The records that follow are to be transcribed in full, without their images.

Top of RECORDS SUPPLIED

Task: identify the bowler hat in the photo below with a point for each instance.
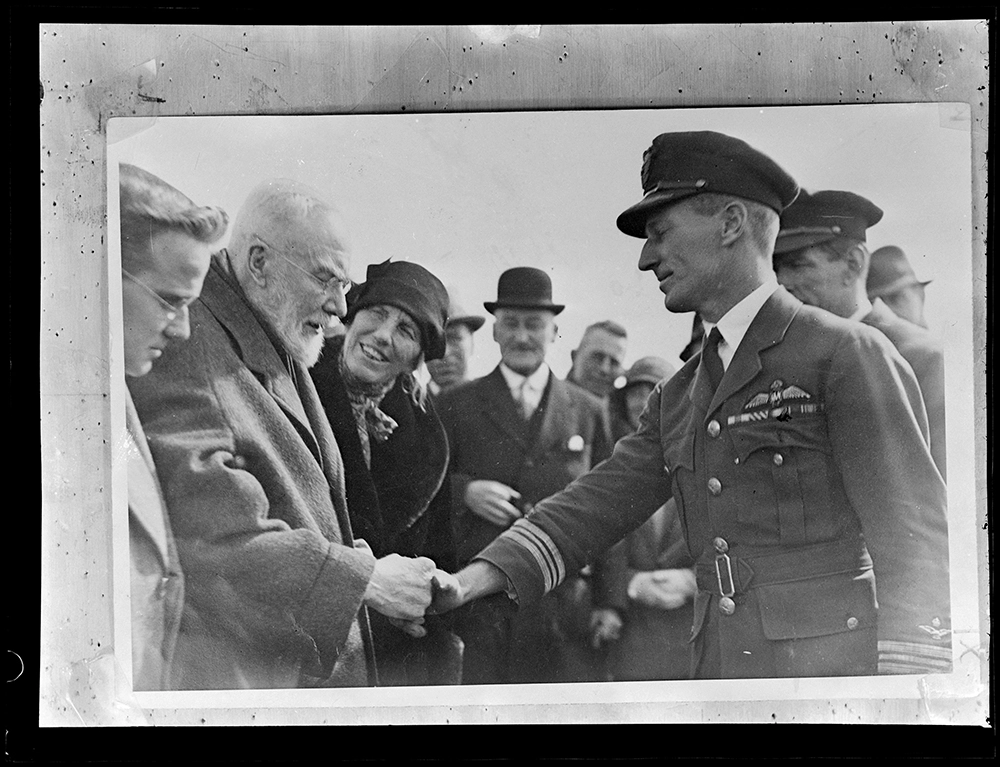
(412, 289)
(683, 164)
(524, 287)
(816, 218)
(890, 271)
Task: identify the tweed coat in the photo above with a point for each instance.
(802, 483)
(254, 482)
(156, 583)
(918, 347)
(489, 438)
(400, 504)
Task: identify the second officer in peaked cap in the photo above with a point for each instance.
(793, 445)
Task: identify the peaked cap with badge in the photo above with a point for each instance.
(680, 165)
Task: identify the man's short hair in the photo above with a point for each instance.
(763, 222)
(608, 326)
(149, 206)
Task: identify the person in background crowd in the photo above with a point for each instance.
(597, 361)
(794, 444)
(277, 594)
(644, 586)
(518, 435)
(453, 368)
(166, 247)
(821, 258)
(891, 278)
(395, 449)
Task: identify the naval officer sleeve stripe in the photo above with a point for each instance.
(542, 549)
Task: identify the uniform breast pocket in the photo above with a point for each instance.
(786, 464)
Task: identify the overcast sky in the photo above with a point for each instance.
(470, 195)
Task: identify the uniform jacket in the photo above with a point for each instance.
(399, 505)
(809, 468)
(254, 482)
(491, 440)
(157, 585)
(918, 347)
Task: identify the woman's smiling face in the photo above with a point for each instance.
(381, 342)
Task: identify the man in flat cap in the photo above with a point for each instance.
(793, 444)
(820, 256)
(519, 435)
(453, 368)
(891, 278)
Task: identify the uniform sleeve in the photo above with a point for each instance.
(877, 425)
(284, 590)
(572, 527)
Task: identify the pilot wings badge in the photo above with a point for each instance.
(779, 403)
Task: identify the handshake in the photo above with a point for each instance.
(404, 589)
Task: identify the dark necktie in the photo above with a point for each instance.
(711, 359)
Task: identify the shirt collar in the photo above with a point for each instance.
(536, 381)
(734, 324)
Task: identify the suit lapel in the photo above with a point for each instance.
(231, 309)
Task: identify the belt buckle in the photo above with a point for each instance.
(723, 591)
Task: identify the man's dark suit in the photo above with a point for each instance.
(489, 439)
(802, 483)
(918, 347)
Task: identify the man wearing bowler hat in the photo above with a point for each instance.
(793, 444)
(519, 435)
(820, 256)
(891, 278)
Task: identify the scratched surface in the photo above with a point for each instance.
(90, 73)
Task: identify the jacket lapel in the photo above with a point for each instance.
(230, 308)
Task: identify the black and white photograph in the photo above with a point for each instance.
(541, 414)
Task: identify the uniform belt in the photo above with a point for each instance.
(741, 569)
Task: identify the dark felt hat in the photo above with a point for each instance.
(680, 165)
(412, 289)
(890, 271)
(816, 218)
(524, 287)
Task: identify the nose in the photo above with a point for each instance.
(336, 303)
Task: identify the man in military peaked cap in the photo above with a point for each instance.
(793, 445)
(519, 435)
(821, 258)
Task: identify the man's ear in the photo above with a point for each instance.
(256, 259)
(734, 221)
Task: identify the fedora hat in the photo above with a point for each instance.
(524, 287)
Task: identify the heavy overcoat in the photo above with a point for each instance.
(802, 484)
(254, 484)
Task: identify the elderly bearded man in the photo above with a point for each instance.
(277, 591)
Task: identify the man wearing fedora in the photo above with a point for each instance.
(891, 278)
(453, 368)
(820, 256)
(517, 436)
(793, 444)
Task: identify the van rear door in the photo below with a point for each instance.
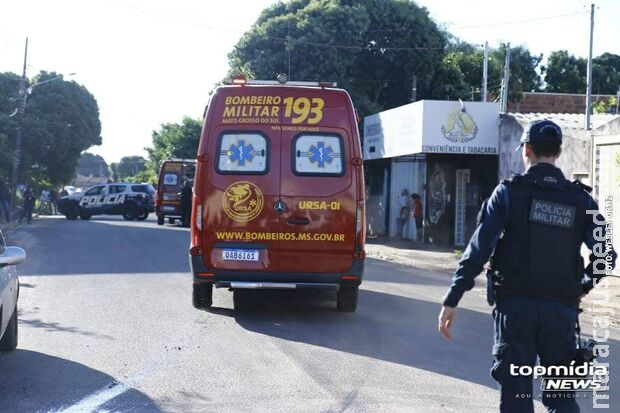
(241, 227)
(318, 190)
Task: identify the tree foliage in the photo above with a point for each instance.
(60, 122)
(128, 166)
(92, 165)
(372, 48)
(565, 73)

Bottom of RECORDS SUPPLIED

◆ EXERCISE ANSWER ◆
Task: identify the bowler hat in the photo below with a point for each instance.
(412, 289)
(683, 164)
(524, 287)
(816, 218)
(890, 271)
Task: identify the tweed coat in the photo above with a point for each instance.
(802, 483)
(254, 482)
(156, 583)
(918, 347)
(489, 438)
(400, 504)
Task: identify the second officer in peaked cap in the photo above with a point for each instance.
(793, 445)
Task: identify the peaked cap with badge in the photo above with a point for each instance.
(680, 165)
Task: identify the man's short hair in the photo above with a point for each instance.
(763, 222)
(608, 326)
(149, 206)
Task: identify the person in background crowd in the photo above with a point for each instance.
(597, 361)
(794, 444)
(277, 594)
(644, 586)
(518, 435)
(453, 368)
(166, 247)
(821, 258)
(891, 278)
(395, 449)
Task: identify the naval officer sleeve stripe in the photo above with a point for each instance.
(542, 549)
Task: identify the uniform breast pocket in the photo above with a point for each instance.
(786, 464)
Task: identify the overcast sky in the photo above with a point for each instance.
(470, 195)
Task: identify the uniform jacket in the photo above with a point for each instance.
(399, 505)
(809, 468)
(254, 482)
(491, 440)
(157, 585)
(918, 347)
Task: identify the woman's smiling face in the photo above with a point for each instance.
(381, 342)
Task: identify the man in flat cap in the photo above with a point for each instance.
(793, 444)
(820, 256)
(519, 435)
(453, 368)
(891, 278)
Task: identify the uniform sleeve in the photo above with a point for each instance.
(877, 425)
(284, 590)
(572, 527)
Task: identify the pilot wings badge in the photo above with a point for each instance.
(779, 403)
Task: identify the handshake in the photo above with a point for each instance.
(404, 589)
Task: identify the dark necktie in the photo above with a point for each instance.
(711, 359)
Task: identify the shirt collar in the photo above with a point for each instance.
(536, 381)
(734, 324)
Task: identify the suit lapel in the photo above with a point for each instance.
(231, 309)
Task: identify the belt buckle in the photo above with a point for each instance.
(723, 591)
Task: identify the man's dark suit in the photo above with a point for each instance.
(489, 439)
(802, 483)
(918, 347)
Task: identify the man wearing bowler hat in the photo above with a point for each instance.
(793, 444)
(519, 435)
(820, 256)
(891, 278)
Task: identify the scratched surface in the photo above with a point for each instance.
(90, 73)
Task: identify the jacket lapel in the photo above with a point for each instance.
(230, 308)
Task: identify the black and white photograph in the photo above with a point for each instance.
(541, 414)
Task: identify the uniform belt in the photo above with a point for each instance.
(741, 569)
Task: identify the dark felt hat in the photo above with a point for each instance.
(680, 165)
(412, 289)
(890, 271)
(816, 218)
(524, 287)
Task: identify the nose in the photo above with a point for each instance.
(336, 303)
Task: identify the man in military peaked cap in the photo above with a point for each instance.
(793, 445)
(519, 435)
(821, 258)
Task: identify the man's ear in the photo above with a point for each instance.
(256, 259)
(734, 221)
Task: identify the fedora hat in the photo above with a point for each instance.
(524, 287)
Task: identify the heavy overcoat in the photo above with a point for each instance.
(802, 484)
(254, 484)
Task: identify the elderly bearded man in the photo above with a point for each instance.
(277, 591)
Task: identify the man wearing fedora in the photo above with a point for each instance.
(891, 278)
(453, 368)
(820, 256)
(517, 436)
(793, 444)
Task: identify the van rear door in the photo below with a point for each instance.
(241, 227)
(318, 190)
Task: identify the tree foliage in the photo above with a point for each instance.
(60, 122)
(128, 166)
(92, 165)
(372, 48)
(565, 73)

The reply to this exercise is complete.